▶ **Text to read**
## START

2) Verify the correctness of the Zip container. Is
it actually following the referenced Zip specification?
3) Verify the referential integrity of the package.
Does the manifest reference files that don't exist, for example?
Are all the required parts present?
4) Verify the Relax NG validity of each of the contained
XML documents, pre-processing as needed.
5) Verify additional referential integrity constraints.
For example, the content XML typically refers to named styles in
the syles xml. These cross-document references need to be checked.
6) Verify the various micro-formats contained in ODF.
There are some things that are not easily expressable as a schema
type, even using a regex. For example, spreadsheet functions, with
its hundreds of functions, some with variable arguments, which could take
cell ranges, named ranges, or constants as parameters. These are
defined in the standard via EBNF. A full conformance test would take
each of these attributes and verify that they match the production rules
defined by the EBNF.
7) Other recommendations of the ODF standard, even
where not conformance requirements. These should be checked, and
warnings (not errors) emitted. For example, we have a number of accessibility
best practices that could be statically verifiable. Similarly, we can have
portability warnings. For example, a spreadsheet can have as many
rows as it wished, but for portability we might recommend no more than
64K rows.
There are probably other pieces as well, but that's
an outline of what we could do for document conformance. Ideally
I'd like any such tool to be event-driven (like SAX) and pluggable, so
other modules can be independently developed and later added.

## END

[Excerpts from point annotation data]
## START

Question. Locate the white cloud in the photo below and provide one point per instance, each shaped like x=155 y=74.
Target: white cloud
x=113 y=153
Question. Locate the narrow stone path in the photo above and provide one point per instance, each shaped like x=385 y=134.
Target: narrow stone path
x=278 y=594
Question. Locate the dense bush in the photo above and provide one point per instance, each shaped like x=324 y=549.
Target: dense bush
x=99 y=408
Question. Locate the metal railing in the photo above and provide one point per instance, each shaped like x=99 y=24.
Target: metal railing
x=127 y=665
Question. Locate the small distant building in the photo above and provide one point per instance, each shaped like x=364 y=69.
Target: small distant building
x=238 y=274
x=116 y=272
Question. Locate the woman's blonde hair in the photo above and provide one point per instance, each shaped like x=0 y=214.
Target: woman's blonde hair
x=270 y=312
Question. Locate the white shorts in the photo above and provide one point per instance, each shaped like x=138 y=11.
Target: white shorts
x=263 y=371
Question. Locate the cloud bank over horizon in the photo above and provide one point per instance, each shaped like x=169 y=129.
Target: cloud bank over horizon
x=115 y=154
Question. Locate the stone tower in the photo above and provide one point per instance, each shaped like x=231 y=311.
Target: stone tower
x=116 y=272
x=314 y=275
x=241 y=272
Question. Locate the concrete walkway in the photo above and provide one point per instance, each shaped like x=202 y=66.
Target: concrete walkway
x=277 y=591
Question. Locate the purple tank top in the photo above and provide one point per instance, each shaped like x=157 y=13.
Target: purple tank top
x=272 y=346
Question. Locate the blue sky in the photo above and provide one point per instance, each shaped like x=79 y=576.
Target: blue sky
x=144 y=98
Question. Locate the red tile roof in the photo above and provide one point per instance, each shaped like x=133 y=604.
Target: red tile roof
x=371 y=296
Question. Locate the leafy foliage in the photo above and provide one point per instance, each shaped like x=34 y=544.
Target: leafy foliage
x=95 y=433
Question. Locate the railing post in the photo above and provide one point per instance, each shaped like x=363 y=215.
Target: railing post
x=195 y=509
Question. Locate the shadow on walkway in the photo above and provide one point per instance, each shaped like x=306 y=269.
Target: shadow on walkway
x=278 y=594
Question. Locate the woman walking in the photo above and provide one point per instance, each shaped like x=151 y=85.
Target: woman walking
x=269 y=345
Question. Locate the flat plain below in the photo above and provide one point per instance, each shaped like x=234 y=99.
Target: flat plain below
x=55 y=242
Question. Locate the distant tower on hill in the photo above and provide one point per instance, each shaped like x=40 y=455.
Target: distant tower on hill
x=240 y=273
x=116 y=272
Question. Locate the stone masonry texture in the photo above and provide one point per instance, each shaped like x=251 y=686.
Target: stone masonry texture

## END

▶ **Task description**
Write out the ODF conformance text again from "2) Verify the" to "pre-processing as needed.", swapping "manifest" for "file list".

▶ **Complete response**
2) Verify the correctness of the Zip container. Is
it actually following the referenced Zip specification?
3) Verify the referential integrity of the package.
Does the file list reference files that don't exist, for example?
Are all the required parts present?
4) Verify the Relax NG validity of each of the contained
XML documents, pre-processing as needed.